**PROBLEM TO SOLVE:** From the first line to the last, copy the data exactly.

Stored records

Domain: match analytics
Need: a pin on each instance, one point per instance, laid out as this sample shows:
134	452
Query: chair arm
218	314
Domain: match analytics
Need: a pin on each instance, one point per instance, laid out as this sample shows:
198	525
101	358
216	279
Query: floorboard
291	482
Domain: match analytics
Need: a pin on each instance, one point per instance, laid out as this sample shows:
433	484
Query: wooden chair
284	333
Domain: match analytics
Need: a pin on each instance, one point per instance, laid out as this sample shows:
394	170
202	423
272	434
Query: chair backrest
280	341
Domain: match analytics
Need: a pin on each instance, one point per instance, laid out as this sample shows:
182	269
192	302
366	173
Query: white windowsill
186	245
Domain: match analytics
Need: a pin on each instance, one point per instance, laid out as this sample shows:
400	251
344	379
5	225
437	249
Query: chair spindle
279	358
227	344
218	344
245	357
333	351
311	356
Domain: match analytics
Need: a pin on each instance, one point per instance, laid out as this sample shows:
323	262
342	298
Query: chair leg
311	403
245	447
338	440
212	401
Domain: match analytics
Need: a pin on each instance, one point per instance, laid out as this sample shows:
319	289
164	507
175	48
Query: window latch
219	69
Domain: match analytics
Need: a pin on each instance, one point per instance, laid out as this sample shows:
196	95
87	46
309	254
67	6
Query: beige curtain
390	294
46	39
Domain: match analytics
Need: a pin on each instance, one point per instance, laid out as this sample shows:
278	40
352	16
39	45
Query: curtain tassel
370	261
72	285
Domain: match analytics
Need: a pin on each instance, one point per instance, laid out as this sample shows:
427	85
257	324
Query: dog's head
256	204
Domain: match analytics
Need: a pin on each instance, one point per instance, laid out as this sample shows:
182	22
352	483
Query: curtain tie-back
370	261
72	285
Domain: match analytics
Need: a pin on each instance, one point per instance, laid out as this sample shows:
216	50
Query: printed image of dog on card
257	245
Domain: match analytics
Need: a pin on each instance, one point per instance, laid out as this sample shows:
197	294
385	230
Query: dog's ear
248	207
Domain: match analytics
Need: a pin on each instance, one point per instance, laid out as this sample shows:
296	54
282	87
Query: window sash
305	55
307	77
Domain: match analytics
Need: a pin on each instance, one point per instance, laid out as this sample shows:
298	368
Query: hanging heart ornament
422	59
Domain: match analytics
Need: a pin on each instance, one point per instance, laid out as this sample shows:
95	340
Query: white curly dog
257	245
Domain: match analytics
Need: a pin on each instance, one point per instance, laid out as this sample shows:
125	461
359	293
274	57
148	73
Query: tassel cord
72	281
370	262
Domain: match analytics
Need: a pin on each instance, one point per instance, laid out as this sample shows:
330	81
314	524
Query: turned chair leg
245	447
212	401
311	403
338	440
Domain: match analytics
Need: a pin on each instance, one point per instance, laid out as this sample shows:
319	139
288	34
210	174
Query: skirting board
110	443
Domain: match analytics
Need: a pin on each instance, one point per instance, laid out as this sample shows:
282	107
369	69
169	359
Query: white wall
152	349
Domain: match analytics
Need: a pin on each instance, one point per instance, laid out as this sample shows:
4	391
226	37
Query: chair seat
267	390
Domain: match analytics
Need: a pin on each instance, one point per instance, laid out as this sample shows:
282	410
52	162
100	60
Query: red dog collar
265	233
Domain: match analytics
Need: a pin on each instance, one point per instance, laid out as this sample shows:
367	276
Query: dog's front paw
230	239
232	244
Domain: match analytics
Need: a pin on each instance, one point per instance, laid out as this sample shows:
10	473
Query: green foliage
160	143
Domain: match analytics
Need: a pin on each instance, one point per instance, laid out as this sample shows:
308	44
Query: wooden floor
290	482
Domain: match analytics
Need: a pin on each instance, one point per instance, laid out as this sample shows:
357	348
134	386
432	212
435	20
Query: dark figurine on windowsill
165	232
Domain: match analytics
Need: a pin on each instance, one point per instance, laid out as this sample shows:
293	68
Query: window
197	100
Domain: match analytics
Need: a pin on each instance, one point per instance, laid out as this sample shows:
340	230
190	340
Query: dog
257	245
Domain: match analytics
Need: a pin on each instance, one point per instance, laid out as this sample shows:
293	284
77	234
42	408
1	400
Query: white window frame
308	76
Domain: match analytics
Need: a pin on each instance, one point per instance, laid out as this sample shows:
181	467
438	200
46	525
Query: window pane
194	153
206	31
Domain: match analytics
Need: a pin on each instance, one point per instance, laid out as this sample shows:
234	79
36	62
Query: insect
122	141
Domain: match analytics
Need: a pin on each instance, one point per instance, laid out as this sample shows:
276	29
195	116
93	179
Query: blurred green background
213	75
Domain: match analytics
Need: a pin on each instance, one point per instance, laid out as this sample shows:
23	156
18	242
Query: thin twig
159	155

**RESPONSE FOR THIS EXERCISE:**
Domain: match analytics
Need: a pin on each instance, one point per instance, laid out as this sample shows:
134	452
Query: chair arm
218	314
Domain: match analytics
Need: a pin on each instance, one point per instance, laid out as this sample shows:
198	525
101	358
216	279
Query: floorboard
291	482
Domain: match analytics
Need: a pin on each instance, one point per instance, laid out as this sample shows:
433	484
Query: wooden chair
284	333
Domain: match analytics
Need: a pin on each instance, one point per instance, laid out as this sample shows:
394	170
202	423
272	434
Query: chair backrest
280	341
Domain: match analytics
Need: a pin on each instance, one point per instance, laid out as this sample shows:
182	269
192	302
366	173
Query: white windowsill
186	245
Domain: match analytics
Need: a pin on each instance, one point per instance, laid out as this sample shows:
400	251
344	379
5	225
437	249
Query: chair spindle
279	358
227	344
218	344
245	357
333	351
311	356
Domain: match analytics
Need: a pin on each instance, one point per instance, laid out as this sample shows:
323	262
342	298
Query: chair leg
311	403
245	447
338	440
212	401
Domain: match analytics
Need: a pin on each instance, one point per instance, laid out as this sample shows:
319	289
164	507
175	48
Query: window latch
219	69
Domain: match analytics
Need: a pin on each instance, one point per instance, laid out as this sample shows:
196	95
87	46
309	254
67	6
Query: beige curtain
390	294
46	39
Domain: match analytics
Need: a pin on each instance, one point per instance, laid out as this sample shows:
278	40
352	16
39	45
Query: curtain tassel
370	261
72	285
Domain: match analytics
Need: a pin on each instance, one point per instance, laid out as this sample shows:
427	85
257	324
Query: dog's head
256	204
Domain: match analytics
Need: a pin on each instance, one point per instance, laid out as this sample shows:
182	22
352	483
Query: curtain tie-back
370	261
72	285
Domain: match analytics
Need: a pin on each instance, one point per instance, laid out as this sample shows:
216	50
Query: printed image of dog on card
257	245
Domain: match analytics
Need: a pin on each instance, one point per instance, laid out as this sample shows:
197	294
385	230
Query: dog's ear
248	207
Domain: match analytics
Need: a pin on each instance, one point per instance, laid out as this sample shows:
296	54
282	87
Query: window sash
305	55
307	77
Domain: match analytics
Need: a pin on each instance, one point per instance, laid out as this sample shows:
298	368
Query: hanging heart ornament
422	59
Domain: match analytics
Need: a pin on each instance, one point per instance, laid out as this sample shows:
95	340
Query: white curly dog
257	245
Domain: match analytics
Need: a pin on each instance, one point per instance, laid out as this sample shows:
125	461
359	293
274	57
148	73
Query: tassel cord
72	281
370	262
Domain: match analytics
Need: a pin on each instance, one point per instance, laid out as this sample shows:
330	81
314	524
Query: turned chair leg
245	447
212	401
311	403
338	440
Domain: match analytics
Need: a pin on each instance, one point per instance, laid out as this sample shows:
319	139
288	34
210	174
Query: skirting board
110	443
Domain: match analytics
Need: a pin on each instance, one point per instance, laid out as this sample shows:
282	107
369	69
169	359
Query: white wall
152	349
Domain: match analytics
Need: a pin on each instance, one point per instance, laid out as this sample shows:
4	391
226	37
Query: chair seat
267	390
Domain: match analytics
Need: a pin on each instance, one point per instance, laid out as this sample shows:
282	410
52	162
100	60
Query: red dog collar
265	233
Domain: match analytics
Need: a pin on each instance, one point per instance, laid out as this sample shows:
367	276
Query: dog's front paw
230	239
232	244
Domain: match analytics
Need: a pin on each instance, one point per instance, laid out as this sample shows:
10	473
Query: green foliage
160	143
Domain: match analytics
Need: a pin on each instance, one point per instance, laid out as this sample shows:
308	44
Query: wooden floor
290	482
Domain: match analytics
Need: a pin on each instance, one point per instance, laid out as this sample shows:
357	348
134	386
432	212
435	20
Query: dark figurine on windowsill
165	232
Domain: match analytics
Need: a pin on each instance, one point per instance, laid out as this sample shows:
293	68
Query: window
197	100
Domain: match analytics
Need: a pin on each instance, one point per instance, laid out as this sample shows:
340	230
190	340
Query: dog
257	245
Domain: match analytics
Need: a pin on each instance, one point per instance, laid out as this sample shows:
293	284
77	234
42	408
1	400
Query: white window frame
308	76
Domain: match analytics
Need: a pin on each instance, one point per instance, laid out as this sample shows:
181	467
438	200
46	525
Query: window pane
194	153
206	31
Domain: match analytics
Need: a pin on each instance, one point per instance, laid out as this sample shows:
234	79
36	62
Query: insect
122	141
Domain: match analytics
Need: a pin on each instance, one point per instance, laid out as this sample shows:
276	29
195	116
93	179
Query: blurred green background
213	75
Domain: match analytics
Need: a pin on each instance, one point per instance, laid out as this sample shows:
23	156
18	242
Query: thin twig
159	155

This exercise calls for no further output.